# Exercise details
Rewrite every item below as a numbered list, one entry per line and no blank lines.

# Excerpted records
---*---

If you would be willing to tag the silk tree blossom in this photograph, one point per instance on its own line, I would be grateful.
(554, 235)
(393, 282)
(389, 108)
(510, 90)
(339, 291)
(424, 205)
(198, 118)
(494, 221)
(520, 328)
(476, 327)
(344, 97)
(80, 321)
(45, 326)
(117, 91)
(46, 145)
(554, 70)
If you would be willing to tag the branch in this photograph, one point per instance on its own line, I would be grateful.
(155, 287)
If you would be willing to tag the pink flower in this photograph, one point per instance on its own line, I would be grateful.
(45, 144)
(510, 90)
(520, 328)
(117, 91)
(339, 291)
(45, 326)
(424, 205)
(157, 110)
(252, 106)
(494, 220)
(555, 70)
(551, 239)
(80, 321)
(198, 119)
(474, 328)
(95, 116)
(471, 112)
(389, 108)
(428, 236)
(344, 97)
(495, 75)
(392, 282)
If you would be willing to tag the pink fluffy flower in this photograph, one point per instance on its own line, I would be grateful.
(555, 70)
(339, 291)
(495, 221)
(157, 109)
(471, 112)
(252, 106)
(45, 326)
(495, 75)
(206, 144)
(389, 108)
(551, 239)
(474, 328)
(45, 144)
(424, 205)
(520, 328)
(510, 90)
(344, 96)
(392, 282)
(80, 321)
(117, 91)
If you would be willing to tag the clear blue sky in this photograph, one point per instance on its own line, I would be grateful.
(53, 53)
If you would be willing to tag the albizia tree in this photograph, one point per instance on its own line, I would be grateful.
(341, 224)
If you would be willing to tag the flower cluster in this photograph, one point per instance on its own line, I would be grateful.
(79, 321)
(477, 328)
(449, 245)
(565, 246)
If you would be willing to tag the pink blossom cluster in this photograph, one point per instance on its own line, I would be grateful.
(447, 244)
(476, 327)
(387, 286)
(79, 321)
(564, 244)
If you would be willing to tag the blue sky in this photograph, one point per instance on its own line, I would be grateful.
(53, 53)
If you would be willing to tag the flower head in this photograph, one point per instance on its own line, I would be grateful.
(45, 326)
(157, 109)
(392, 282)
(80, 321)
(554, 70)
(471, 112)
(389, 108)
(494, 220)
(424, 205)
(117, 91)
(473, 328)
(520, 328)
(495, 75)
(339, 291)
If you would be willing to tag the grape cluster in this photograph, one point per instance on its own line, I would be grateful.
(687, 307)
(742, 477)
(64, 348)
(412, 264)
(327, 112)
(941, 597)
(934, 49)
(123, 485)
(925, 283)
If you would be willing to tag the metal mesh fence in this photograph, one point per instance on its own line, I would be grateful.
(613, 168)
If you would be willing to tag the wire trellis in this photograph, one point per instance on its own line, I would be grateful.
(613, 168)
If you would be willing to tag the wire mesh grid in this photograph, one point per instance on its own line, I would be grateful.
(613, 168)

---*---

# Task solution
1. If you would be willing to tag the silk tree blossom in this photograph, one point per instance on its own line, I would be grateful.
2. (554, 235)
3. (393, 282)
4. (389, 108)
5. (510, 90)
6. (339, 291)
7. (424, 205)
8. (198, 118)
9. (494, 221)
10. (520, 328)
11. (476, 327)
12. (344, 97)
13. (80, 321)
14. (45, 326)
15. (117, 91)
16. (46, 145)
17. (554, 70)
18. If you would be willing to tag the branch in this photograph, one point per instance on its own line, I would be grateful.
19. (155, 287)
20. If you would be willing to tag the pink flower in this photograph, one point per instance on its own line, I would be grateful.
21. (45, 144)
22. (510, 90)
23. (520, 328)
24. (117, 91)
25. (339, 291)
26. (45, 326)
27. (424, 205)
28. (157, 110)
29. (252, 106)
30. (494, 220)
31. (555, 70)
32. (551, 239)
33. (80, 321)
34. (198, 119)
35. (474, 328)
36. (95, 116)
37. (471, 112)
38. (389, 108)
39. (428, 236)
40. (344, 97)
41. (495, 75)
42. (392, 282)
43. If you would be willing to tag the pink fluffy flower in this photograph, one point per instance on its own line, I would be grateful.
44. (555, 70)
45. (339, 291)
46. (495, 221)
47. (157, 109)
48. (471, 112)
49. (252, 106)
50. (45, 326)
51. (495, 75)
52. (206, 144)
53. (389, 108)
54. (551, 239)
55. (474, 328)
56. (45, 144)
57. (424, 205)
58. (520, 328)
59. (510, 90)
60. (344, 96)
61. (392, 282)
62. (80, 321)
63. (117, 91)
64. If you would be willing to tag the clear blue sky in this photograph, one point per instance on its own line, I would be grateful.
65. (53, 53)
66. If you would be willing to tag the albizia tree in this photograph, one point per instance on its own line, I would be grateful.
67. (341, 224)
68. If you would be willing to tag the flower cluster in this photograph, one point per instance on its own line, I would be grateful.
69. (79, 321)
70. (477, 328)
71. (449, 245)
72. (565, 246)
73. If you would be willing to tag the pink blossom cluster in this photograph, one point per instance on its own line, I would be grateful.
74. (447, 244)
75. (476, 327)
76. (387, 286)
77. (79, 321)
78. (564, 244)
79. If you would be willing to tag the blue sky in this photograph, one point per instance on its own line, I would be grateful.
80. (53, 53)
81. If you would be willing to tag the flower head in this photograph, one point per instance on its own line, I would be grateful.
82. (45, 326)
83. (157, 109)
84. (392, 282)
85. (80, 321)
86. (554, 70)
87. (471, 112)
88. (389, 108)
89. (494, 220)
90. (424, 205)
91. (117, 91)
92. (473, 328)
93. (520, 328)
94. (495, 75)
95. (339, 291)
96. If you would be willing to tag the grape cluster in this photograph, one point per instance on its own line, I would be grateful.
97. (687, 307)
98. (742, 477)
99. (64, 348)
100. (412, 264)
101. (327, 112)
102. (941, 597)
103. (934, 49)
104. (123, 485)
105. (925, 283)
106. If you would be willing to tag the metal mesh fence in this photograph, one point per instance on its own line, I would be grateful.
107. (613, 168)
108. If you would be willing to tag the wire trellis in this photograph, one point per instance on its own line, I would be grateful.
109. (613, 168)
110. If you would be willing to tag the wire mesh grid in this photograph, one point per instance on its own line, I would be grateful.
111. (613, 168)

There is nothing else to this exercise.